PROBLEM TO WORK ON -
Below are records to be repeated in full. Give them exactly.

Data records:
########
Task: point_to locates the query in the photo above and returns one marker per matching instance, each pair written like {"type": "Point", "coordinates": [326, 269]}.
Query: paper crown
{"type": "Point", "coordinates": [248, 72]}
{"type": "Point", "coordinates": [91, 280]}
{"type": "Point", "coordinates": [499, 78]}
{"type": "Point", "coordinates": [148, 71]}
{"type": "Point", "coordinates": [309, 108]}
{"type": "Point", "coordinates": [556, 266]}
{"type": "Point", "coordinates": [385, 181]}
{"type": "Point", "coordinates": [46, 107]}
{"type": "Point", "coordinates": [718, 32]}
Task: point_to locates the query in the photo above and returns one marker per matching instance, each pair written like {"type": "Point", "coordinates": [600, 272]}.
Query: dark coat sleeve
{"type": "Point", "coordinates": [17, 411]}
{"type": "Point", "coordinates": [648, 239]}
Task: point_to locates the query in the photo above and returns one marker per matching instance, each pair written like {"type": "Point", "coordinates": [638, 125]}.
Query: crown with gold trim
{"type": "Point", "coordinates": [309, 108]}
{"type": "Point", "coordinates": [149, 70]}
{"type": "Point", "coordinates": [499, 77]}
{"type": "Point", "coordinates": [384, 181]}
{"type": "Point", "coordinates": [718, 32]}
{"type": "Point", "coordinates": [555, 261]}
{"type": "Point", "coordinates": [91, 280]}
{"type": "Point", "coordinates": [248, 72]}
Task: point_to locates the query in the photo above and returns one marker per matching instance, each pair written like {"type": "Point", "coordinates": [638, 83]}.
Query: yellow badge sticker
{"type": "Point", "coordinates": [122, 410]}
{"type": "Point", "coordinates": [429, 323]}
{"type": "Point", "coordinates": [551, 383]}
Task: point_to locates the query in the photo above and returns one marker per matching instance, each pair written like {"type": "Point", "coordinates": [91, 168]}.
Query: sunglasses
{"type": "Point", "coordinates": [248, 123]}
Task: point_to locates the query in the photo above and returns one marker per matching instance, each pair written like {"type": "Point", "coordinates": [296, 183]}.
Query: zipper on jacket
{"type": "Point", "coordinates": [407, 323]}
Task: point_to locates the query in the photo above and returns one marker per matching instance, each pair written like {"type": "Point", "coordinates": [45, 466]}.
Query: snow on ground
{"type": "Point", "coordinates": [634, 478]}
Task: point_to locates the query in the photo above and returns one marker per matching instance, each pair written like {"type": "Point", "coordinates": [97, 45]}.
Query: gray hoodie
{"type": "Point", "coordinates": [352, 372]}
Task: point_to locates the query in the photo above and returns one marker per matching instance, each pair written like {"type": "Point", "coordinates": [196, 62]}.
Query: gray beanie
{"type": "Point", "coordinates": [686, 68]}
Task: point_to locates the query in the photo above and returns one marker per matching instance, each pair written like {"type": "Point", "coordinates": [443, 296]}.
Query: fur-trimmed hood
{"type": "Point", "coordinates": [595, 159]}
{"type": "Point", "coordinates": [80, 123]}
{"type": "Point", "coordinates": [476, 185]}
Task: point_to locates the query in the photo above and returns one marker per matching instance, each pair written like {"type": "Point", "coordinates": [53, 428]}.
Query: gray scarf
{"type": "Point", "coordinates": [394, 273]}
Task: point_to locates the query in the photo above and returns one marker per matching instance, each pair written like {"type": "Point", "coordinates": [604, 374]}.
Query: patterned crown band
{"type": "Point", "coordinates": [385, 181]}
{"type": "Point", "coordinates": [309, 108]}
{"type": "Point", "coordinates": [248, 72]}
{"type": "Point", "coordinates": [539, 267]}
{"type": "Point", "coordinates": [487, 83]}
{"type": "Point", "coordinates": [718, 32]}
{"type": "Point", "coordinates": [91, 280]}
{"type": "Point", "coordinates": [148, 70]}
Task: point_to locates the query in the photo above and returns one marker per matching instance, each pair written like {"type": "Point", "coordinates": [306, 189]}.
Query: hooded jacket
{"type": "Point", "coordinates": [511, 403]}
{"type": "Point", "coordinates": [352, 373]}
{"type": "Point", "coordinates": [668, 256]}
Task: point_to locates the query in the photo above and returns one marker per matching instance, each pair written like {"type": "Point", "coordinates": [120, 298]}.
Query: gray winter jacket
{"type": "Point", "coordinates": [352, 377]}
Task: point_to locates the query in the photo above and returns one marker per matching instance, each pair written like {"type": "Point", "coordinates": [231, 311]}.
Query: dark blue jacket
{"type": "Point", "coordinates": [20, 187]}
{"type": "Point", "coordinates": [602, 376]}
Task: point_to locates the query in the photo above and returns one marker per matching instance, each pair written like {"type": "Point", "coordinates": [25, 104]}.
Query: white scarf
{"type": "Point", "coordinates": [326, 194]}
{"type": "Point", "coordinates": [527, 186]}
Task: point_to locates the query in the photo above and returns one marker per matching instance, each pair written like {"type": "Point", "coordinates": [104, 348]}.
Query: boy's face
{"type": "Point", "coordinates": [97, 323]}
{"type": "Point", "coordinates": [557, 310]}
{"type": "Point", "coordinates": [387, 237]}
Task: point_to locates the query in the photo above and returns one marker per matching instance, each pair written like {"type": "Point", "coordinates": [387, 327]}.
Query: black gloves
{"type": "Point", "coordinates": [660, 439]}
########
ANSWER TO THIS TASK -
Task: point_to locates the query in the photo above and returns one marker per matching instance, each pair written like {"type": "Point", "coordinates": [326, 269]}.
Query: paper crown
{"type": "Point", "coordinates": [248, 72]}
{"type": "Point", "coordinates": [91, 280]}
{"type": "Point", "coordinates": [499, 78]}
{"type": "Point", "coordinates": [148, 71]}
{"type": "Point", "coordinates": [309, 108]}
{"type": "Point", "coordinates": [556, 266]}
{"type": "Point", "coordinates": [385, 181]}
{"type": "Point", "coordinates": [46, 107]}
{"type": "Point", "coordinates": [718, 32]}
Task: point_to locates the query in the photo above and returns one marker per matching instance, each pair written like {"type": "Point", "coordinates": [600, 272]}.
Query: dark coat sleeve
{"type": "Point", "coordinates": [17, 411]}
{"type": "Point", "coordinates": [648, 239]}
Task: point_to locates the query in the photo above and returns one marker per matching instance, each pair written like {"type": "Point", "coordinates": [638, 125]}.
Query: crown with gold trim
{"type": "Point", "coordinates": [309, 108]}
{"type": "Point", "coordinates": [149, 70]}
{"type": "Point", "coordinates": [499, 77]}
{"type": "Point", "coordinates": [384, 181]}
{"type": "Point", "coordinates": [718, 32]}
{"type": "Point", "coordinates": [555, 261]}
{"type": "Point", "coordinates": [91, 280]}
{"type": "Point", "coordinates": [248, 72]}
Task: point_to locates the query in the photo above and returns one marker per matching instance, each pair written like {"type": "Point", "coordinates": [638, 83]}.
Query: yellow badge sticker
{"type": "Point", "coordinates": [122, 410]}
{"type": "Point", "coordinates": [429, 323]}
{"type": "Point", "coordinates": [551, 383]}
Task: point_to locates the query in the photo above and returns one marker per matching instance, each pair written like {"type": "Point", "coordinates": [91, 168]}.
Query: sunglasses
{"type": "Point", "coordinates": [248, 123]}
Task: point_to locates the query in the photo above and returns one marker per matching instance, each pair written like {"type": "Point", "coordinates": [296, 183]}.
Query: zipper on jacket
{"type": "Point", "coordinates": [407, 323]}
Task: point_to locates the query in the photo above and returns one marker per matching instance, each pair written like {"type": "Point", "coordinates": [45, 466]}.
Query: snow on ground
{"type": "Point", "coordinates": [634, 478]}
Task: point_to locates the query in the photo above and returns one marker per matching instance, each pair written like {"type": "Point", "coordinates": [97, 45]}.
Query: gray hoodie
{"type": "Point", "coordinates": [352, 372]}
Task: point_to locates the query in the photo above and returns one marker per matching instance, each pair written like {"type": "Point", "coordinates": [196, 62]}.
Query: gray beanie
{"type": "Point", "coordinates": [686, 68]}
Task: point_to locates the query in the photo above and returns one marker per matching instance, each pair written like {"type": "Point", "coordinates": [443, 296]}.
Query: fur-trimmed hood
{"type": "Point", "coordinates": [595, 159]}
{"type": "Point", "coordinates": [80, 123]}
{"type": "Point", "coordinates": [476, 185]}
Task: point_to locates the query in the photo above and returns one marker per matching instance, each pair written like {"type": "Point", "coordinates": [53, 428]}.
Query: gray scarf
{"type": "Point", "coordinates": [394, 273]}
Task: point_to locates the query in the photo above and returns one marker per matching instance, each pair written like {"type": "Point", "coordinates": [604, 374]}.
Query: patterned crown band
{"type": "Point", "coordinates": [385, 181]}
{"type": "Point", "coordinates": [309, 108]}
{"type": "Point", "coordinates": [248, 72]}
{"type": "Point", "coordinates": [539, 267]}
{"type": "Point", "coordinates": [487, 83]}
{"type": "Point", "coordinates": [718, 32]}
{"type": "Point", "coordinates": [91, 280]}
{"type": "Point", "coordinates": [148, 70]}
Task: point_to locates the query in the photo above and returns one marker per matching instance, each pair written like {"type": "Point", "coordinates": [306, 189]}.
Query: hooded jacket
{"type": "Point", "coordinates": [511, 403]}
{"type": "Point", "coordinates": [352, 373]}
{"type": "Point", "coordinates": [668, 256]}
Task: point_to locates the query in the photo above and returns one marker per matching instance, each pair written like {"type": "Point", "coordinates": [120, 298]}.
Query: gray winter jacket
{"type": "Point", "coordinates": [352, 377]}
Task: point_to locates the query in the photo above and returns one marker per matching instance, each pair written like {"type": "Point", "coordinates": [231, 311]}.
Query: dark blue jacket
{"type": "Point", "coordinates": [20, 187]}
{"type": "Point", "coordinates": [602, 376]}
Task: point_to locates the query in the photo above and returns one marker per matching instance, each pair written like {"type": "Point", "coordinates": [25, 104]}.
Query: white scarf
{"type": "Point", "coordinates": [326, 194]}
{"type": "Point", "coordinates": [527, 186]}
Task: point_to locates the query in the photo above and returns one marker per matching instance, each pair written like {"type": "Point", "coordinates": [104, 348]}.
Query: boy's face
{"type": "Point", "coordinates": [97, 323]}
{"type": "Point", "coordinates": [557, 310]}
{"type": "Point", "coordinates": [387, 237]}
Task: point_to locates the query in the photo above and returns one marker per matching instance, each pair written like {"type": "Point", "coordinates": [387, 327]}.
Query: black gloves
{"type": "Point", "coordinates": [660, 439]}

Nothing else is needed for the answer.